Entries shown:
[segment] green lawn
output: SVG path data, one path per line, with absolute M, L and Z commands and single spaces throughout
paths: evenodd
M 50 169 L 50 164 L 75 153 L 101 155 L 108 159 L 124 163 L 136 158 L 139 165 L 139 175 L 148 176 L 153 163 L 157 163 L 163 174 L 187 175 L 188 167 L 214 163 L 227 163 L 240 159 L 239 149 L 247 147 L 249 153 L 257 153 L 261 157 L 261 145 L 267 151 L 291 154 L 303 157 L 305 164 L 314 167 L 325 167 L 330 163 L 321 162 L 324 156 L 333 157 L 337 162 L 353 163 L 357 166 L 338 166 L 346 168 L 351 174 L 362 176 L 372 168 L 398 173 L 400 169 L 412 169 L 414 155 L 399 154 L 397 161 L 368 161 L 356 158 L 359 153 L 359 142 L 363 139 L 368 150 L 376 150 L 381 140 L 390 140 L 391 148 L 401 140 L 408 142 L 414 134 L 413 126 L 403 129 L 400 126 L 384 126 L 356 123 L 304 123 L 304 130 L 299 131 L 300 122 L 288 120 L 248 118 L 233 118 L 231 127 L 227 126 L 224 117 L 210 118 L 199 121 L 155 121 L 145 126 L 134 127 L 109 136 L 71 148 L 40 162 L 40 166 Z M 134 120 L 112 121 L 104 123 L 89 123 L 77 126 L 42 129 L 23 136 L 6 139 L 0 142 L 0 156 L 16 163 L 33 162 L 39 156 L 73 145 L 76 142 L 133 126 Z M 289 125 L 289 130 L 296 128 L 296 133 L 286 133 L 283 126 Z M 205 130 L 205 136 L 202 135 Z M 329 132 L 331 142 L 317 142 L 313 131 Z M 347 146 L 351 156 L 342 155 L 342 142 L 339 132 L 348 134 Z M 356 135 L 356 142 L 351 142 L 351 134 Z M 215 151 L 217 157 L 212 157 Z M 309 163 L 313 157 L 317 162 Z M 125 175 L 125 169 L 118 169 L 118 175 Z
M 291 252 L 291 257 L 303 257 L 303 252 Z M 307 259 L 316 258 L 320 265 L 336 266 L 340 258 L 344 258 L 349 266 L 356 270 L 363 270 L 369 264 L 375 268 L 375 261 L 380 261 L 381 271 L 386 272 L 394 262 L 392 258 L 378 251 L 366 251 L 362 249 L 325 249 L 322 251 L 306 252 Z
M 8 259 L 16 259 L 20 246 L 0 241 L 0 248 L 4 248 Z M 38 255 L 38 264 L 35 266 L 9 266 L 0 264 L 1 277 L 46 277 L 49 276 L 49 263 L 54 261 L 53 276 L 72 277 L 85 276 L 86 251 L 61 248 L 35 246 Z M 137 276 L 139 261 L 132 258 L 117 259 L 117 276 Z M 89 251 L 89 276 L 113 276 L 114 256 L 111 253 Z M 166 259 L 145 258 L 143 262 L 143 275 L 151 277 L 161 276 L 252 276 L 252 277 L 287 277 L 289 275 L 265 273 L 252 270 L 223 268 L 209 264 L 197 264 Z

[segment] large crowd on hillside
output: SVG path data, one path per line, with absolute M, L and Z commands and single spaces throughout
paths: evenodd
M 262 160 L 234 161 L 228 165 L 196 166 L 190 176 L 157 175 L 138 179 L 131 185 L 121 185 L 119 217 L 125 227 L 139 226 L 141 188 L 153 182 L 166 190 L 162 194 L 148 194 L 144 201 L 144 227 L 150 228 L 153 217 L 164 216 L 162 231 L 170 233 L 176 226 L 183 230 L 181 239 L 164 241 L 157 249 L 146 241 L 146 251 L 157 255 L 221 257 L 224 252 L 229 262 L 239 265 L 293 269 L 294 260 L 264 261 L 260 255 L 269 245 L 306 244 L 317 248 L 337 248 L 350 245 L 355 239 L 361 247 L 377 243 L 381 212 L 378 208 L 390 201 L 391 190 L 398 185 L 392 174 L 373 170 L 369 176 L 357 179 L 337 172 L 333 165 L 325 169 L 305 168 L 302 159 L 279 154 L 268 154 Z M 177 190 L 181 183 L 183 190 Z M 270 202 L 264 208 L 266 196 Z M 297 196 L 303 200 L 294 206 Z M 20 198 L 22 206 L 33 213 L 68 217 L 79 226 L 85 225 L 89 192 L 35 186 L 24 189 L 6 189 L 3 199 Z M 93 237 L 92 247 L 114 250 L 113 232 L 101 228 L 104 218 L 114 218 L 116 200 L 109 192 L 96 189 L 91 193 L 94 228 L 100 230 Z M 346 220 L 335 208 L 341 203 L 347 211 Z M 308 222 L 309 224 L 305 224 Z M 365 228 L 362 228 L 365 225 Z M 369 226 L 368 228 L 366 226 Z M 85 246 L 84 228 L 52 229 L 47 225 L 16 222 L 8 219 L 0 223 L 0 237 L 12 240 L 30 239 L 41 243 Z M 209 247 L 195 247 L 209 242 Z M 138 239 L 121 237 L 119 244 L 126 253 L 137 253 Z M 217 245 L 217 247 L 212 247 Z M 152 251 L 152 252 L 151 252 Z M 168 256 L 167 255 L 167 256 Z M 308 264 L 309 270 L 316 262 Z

Work to do: Can you copy all of the data above line for line, with no changes at all?

Worked answer:
[segment] green lawn
output: SVG path data, one path per line, with absolute M, L and Z commands and single spaces throughout
paths: evenodd
M 50 169 L 50 164 L 75 153 L 101 155 L 108 159 L 124 163 L 136 158 L 139 165 L 139 175 L 148 176 L 153 163 L 157 163 L 163 174 L 187 175 L 188 167 L 214 163 L 227 163 L 240 159 L 239 149 L 247 147 L 249 153 L 257 153 L 261 157 L 261 145 L 267 151 L 291 154 L 303 157 L 305 164 L 314 167 L 325 167 L 330 163 L 321 162 L 324 156 L 333 157 L 337 162 L 353 163 L 357 166 L 338 166 L 346 168 L 351 174 L 362 176 L 372 168 L 398 173 L 400 169 L 412 169 L 414 155 L 399 154 L 397 161 L 368 161 L 356 158 L 359 153 L 359 142 L 363 139 L 368 150 L 376 150 L 381 140 L 390 140 L 391 148 L 401 140 L 408 142 L 414 134 L 413 126 L 403 129 L 400 126 L 384 126 L 356 123 L 304 123 L 304 130 L 299 131 L 300 122 L 288 120 L 248 118 L 233 118 L 231 127 L 227 126 L 224 117 L 210 118 L 199 121 L 155 121 L 145 126 L 134 127 L 109 136 L 71 148 L 40 162 L 40 166 Z M 134 120 L 112 121 L 104 123 L 89 123 L 77 126 L 42 129 L 23 136 L 6 139 L 0 142 L 0 156 L 16 163 L 33 162 L 39 156 L 73 145 L 76 142 L 133 126 Z M 289 125 L 289 130 L 296 128 L 296 133 L 286 133 L 283 126 Z M 205 130 L 205 136 L 202 135 Z M 329 132 L 331 142 L 317 142 L 313 131 Z M 347 146 L 351 156 L 342 155 L 342 142 L 339 132 L 348 134 Z M 356 135 L 356 142 L 351 142 L 351 134 Z M 215 151 L 217 157 L 212 157 Z M 309 163 L 313 157 L 317 162 Z M 125 175 L 125 169 L 118 169 L 118 175 Z
M 291 252 L 291 257 L 303 257 L 303 252 Z M 307 259 L 316 258 L 320 265 L 336 266 L 340 258 L 344 258 L 349 266 L 356 270 L 363 270 L 369 264 L 375 268 L 375 261 L 380 261 L 381 271 L 386 272 L 394 262 L 392 258 L 378 251 L 366 251 L 362 249 L 325 249 L 322 251 L 306 252 Z
M 8 259 L 16 259 L 20 246 L 0 241 L 0 248 L 4 248 Z M 38 255 L 38 264 L 35 266 L 9 266 L 0 264 L 1 277 L 46 277 L 49 276 L 49 263 L 54 261 L 53 276 L 72 277 L 85 276 L 86 251 L 61 248 L 35 246 Z M 137 276 L 139 261 L 132 258 L 117 259 L 117 276 Z M 89 251 L 89 276 L 113 276 L 114 256 L 111 253 Z M 166 259 L 145 258 L 143 262 L 143 275 L 151 277 L 161 276 L 252 276 L 252 277 L 287 277 L 289 275 L 265 273 L 252 270 L 223 268 L 209 264 L 197 264 Z

[segment] large crowd on hillside
output: SVG path data, one path per line, with absolute M, L and Z commands and single spaces throughout
paths: evenodd
M 262 160 L 234 161 L 228 165 L 196 166 L 190 176 L 157 175 L 138 179 L 131 185 L 121 185 L 119 217 L 125 227 L 139 226 L 141 188 L 153 182 L 166 190 L 162 194 L 148 194 L 144 201 L 144 227 L 150 228 L 153 217 L 164 216 L 162 231 L 170 233 L 176 226 L 183 230 L 181 239 L 164 241 L 157 249 L 146 241 L 146 251 L 157 255 L 221 257 L 224 252 L 229 262 L 239 265 L 293 269 L 294 260 L 264 261 L 260 255 L 269 245 L 306 244 L 317 248 L 337 248 L 350 245 L 355 239 L 361 247 L 377 243 L 381 212 L 378 208 L 390 201 L 391 190 L 398 185 L 392 174 L 373 170 L 369 176 L 357 179 L 337 172 L 333 165 L 325 169 L 305 168 L 302 159 L 279 154 L 268 154 Z M 177 190 L 181 183 L 183 190 Z M 270 202 L 264 208 L 266 196 Z M 297 196 L 303 200 L 294 206 Z M 20 198 L 22 206 L 33 213 L 68 217 L 79 226 L 85 225 L 89 192 L 35 186 L 24 189 L 6 189 L 3 199 Z M 93 237 L 92 247 L 114 250 L 113 232 L 101 228 L 104 218 L 114 218 L 116 200 L 109 192 L 96 189 L 91 193 L 94 228 L 100 230 Z M 346 220 L 335 208 L 341 203 L 347 211 Z M 308 222 L 309 224 L 305 224 Z M 365 228 L 362 228 L 365 225 Z M 369 226 L 368 228 L 366 226 Z M 85 246 L 84 228 L 52 229 L 47 225 L 16 222 L 8 219 L 0 223 L 0 237 L 12 240 L 30 239 L 41 243 Z M 209 247 L 195 247 L 209 242 Z M 138 239 L 121 237 L 119 244 L 126 253 L 137 253 Z M 217 245 L 217 247 L 212 247 Z M 152 251 L 152 252 L 151 252 Z M 168 256 L 167 255 L 167 256 Z M 308 264 L 309 270 L 316 262 Z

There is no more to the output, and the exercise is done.